§ **Records to use**:

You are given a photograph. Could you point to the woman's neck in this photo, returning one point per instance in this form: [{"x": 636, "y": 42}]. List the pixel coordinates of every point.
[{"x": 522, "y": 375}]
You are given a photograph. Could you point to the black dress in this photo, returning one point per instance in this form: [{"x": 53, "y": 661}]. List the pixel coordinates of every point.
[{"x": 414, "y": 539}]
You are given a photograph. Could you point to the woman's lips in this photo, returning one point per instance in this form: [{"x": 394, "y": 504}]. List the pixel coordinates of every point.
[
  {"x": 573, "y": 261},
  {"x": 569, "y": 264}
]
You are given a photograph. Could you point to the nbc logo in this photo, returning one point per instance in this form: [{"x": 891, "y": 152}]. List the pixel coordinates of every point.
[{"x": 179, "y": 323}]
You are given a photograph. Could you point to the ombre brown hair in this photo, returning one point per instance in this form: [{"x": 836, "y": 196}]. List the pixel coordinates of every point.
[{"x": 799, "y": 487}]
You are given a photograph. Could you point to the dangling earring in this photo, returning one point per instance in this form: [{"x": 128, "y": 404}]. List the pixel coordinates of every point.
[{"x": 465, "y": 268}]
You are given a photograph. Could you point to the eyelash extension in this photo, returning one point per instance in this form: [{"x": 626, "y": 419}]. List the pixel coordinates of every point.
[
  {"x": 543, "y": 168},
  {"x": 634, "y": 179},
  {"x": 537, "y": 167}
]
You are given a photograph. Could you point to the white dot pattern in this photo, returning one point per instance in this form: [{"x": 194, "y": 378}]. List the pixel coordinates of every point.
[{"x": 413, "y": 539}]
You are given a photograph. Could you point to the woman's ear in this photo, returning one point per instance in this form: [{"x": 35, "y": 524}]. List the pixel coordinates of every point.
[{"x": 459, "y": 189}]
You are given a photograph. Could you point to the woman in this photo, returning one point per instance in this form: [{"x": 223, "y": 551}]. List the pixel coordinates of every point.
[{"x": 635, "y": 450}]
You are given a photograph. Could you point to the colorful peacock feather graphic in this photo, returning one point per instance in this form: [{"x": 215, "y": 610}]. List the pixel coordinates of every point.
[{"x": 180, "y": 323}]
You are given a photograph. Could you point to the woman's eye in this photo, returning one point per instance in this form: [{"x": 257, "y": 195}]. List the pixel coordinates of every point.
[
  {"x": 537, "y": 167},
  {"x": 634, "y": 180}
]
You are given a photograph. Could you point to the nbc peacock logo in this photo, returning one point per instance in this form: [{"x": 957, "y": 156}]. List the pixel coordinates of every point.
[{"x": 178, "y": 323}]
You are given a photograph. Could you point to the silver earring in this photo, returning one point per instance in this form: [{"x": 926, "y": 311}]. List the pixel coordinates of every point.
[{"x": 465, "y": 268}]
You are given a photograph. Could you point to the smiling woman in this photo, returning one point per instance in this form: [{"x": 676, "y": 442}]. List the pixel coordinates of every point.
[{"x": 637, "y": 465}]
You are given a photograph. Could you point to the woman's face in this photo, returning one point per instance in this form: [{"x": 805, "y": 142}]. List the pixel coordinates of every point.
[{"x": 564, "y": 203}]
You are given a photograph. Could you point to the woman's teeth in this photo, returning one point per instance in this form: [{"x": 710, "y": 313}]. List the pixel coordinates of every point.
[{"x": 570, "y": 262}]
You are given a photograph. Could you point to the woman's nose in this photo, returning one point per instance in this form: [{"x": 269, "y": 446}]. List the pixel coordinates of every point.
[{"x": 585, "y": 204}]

§ **Task goal**: Arrange every line of the data above as a JSON list of strings, one string per line, leaving out any blank lines.

§ **The answer**:
[
  "You are given a photograph. Could you point to the woman's neck in this photo, returning one point per instance in this form: [{\"x\": 636, \"y\": 42}]. List the pixel coordinates of every point.",
  "[{\"x\": 522, \"y\": 375}]",
  "You are given a photograph. Could you point to the black dress in this photo, returning one point per instance in this form: [{\"x\": 53, \"y\": 661}]. List the pixel coordinates of every point.",
  "[{\"x\": 414, \"y\": 539}]",
  "You are given a photograph. Could you point to the woman's lips in this photo, returning one point per instance in this form: [{\"x\": 394, \"y\": 504}]. List the pixel coordinates of every point.",
  "[",
  "  {\"x\": 573, \"y\": 261},",
  "  {\"x\": 569, \"y\": 264}",
  "]",
  "You are given a photograph. Could you point to the nbc logo in this photo, returning one point per instance in this form: [{\"x\": 891, \"y\": 152}]. List the pixel coordinates of every point.",
  "[{\"x\": 179, \"y\": 323}]",
  "You are given a photograph. Could you point to the ombre brown hair in this photo, returning one point per instance in this form: [{\"x\": 836, \"y\": 196}]. List the pixel coordinates of every point.",
  "[{\"x\": 799, \"y\": 487}]",
  "You are given a photograph. Could you point to the dangling earring in this photo, returning one point per instance in this form: [{\"x\": 128, \"y\": 404}]. List the pixel coordinates of every point.",
  "[{\"x\": 465, \"y\": 268}]",
  "You are given a photograph. Could you point to the eyelash extension in this photo, returning one point per instance in this form: [{\"x\": 626, \"y\": 419}]. List the pixel coordinates of every point.",
  "[",
  "  {\"x\": 543, \"y\": 168},",
  "  {\"x\": 634, \"y\": 179},",
  "  {\"x\": 537, \"y\": 167}",
  "]",
  "You are given a photograph. Could you point to the white dot pattern in this photo, returning one point per instance in this form: [{\"x\": 194, \"y\": 378}]. List the pixel coordinates of every point.",
  "[{\"x\": 413, \"y\": 539}]",
  "You are given a photograph. Could you point to the woman's ear in this photo, returning one point per instance in this form: [{\"x\": 35, \"y\": 524}]. List the pixel coordinates of every point.",
  "[{\"x\": 459, \"y\": 189}]",
  "You are given a photograph. Could you point to the woman in this photo, returning one point per instance in this form: [{\"x\": 223, \"y\": 551}]. List the pixel coordinates of every point.",
  "[{\"x\": 635, \"y\": 450}]",
  "You are given a photograph. Could you point to the colorful peacock feather graphic in this photo, returning one point per instance in this form: [{\"x\": 215, \"y\": 610}]. List the pixel coordinates of every point.",
  "[{\"x\": 180, \"y\": 323}]",
  "You are given a photograph. Could you point to the woman's eye in this photo, returning one point per instance in this form: [{\"x\": 257, \"y\": 195}]. List the pixel coordinates of every point.",
  "[",
  "  {\"x\": 537, \"y\": 167},",
  "  {\"x\": 634, \"y\": 180}",
  "]",
  "You are given a photograph. Could you point to the nbc peacock logo in this photo, returning one point per instance in this form: [{\"x\": 957, \"y\": 156}]. List the pixel coordinates of every point.",
  "[{\"x\": 178, \"y\": 323}]",
  "You are given a photograph. Could you point to the silver earring in this photo, returning one point per instance in this form: [{\"x\": 926, \"y\": 311}]. List the pixel coordinates of every point.",
  "[{\"x\": 465, \"y\": 268}]",
  "You are given a photograph. Could you point to the smiling woman in this photo, returning one point per instance in this form: [{\"x\": 676, \"y\": 442}]. List the pixel coordinates of every point.",
  "[{\"x\": 637, \"y\": 465}]",
  "You are given a photograph. Could you point to the woman's face in this photo, returning one point per instance in this form: [{\"x\": 805, \"y\": 142}]. List the pixel coordinates of every point.",
  "[{\"x\": 564, \"y\": 203}]",
  "You are given a photograph. Could you point to the woman's teeth in this photo, returning one point per instance in this form: [{\"x\": 710, \"y\": 313}]. List the pixel coordinates of every point.",
  "[{\"x\": 570, \"y\": 262}]",
  "You are given a photograph. Could you point to the woman's nose in this photo, returning one point per instance in this form: [{\"x\": 269, \"y\": 446}]. List the pixel coordinates of every point.",
  "[{\"x\": 585, \"y\": 204}]"
]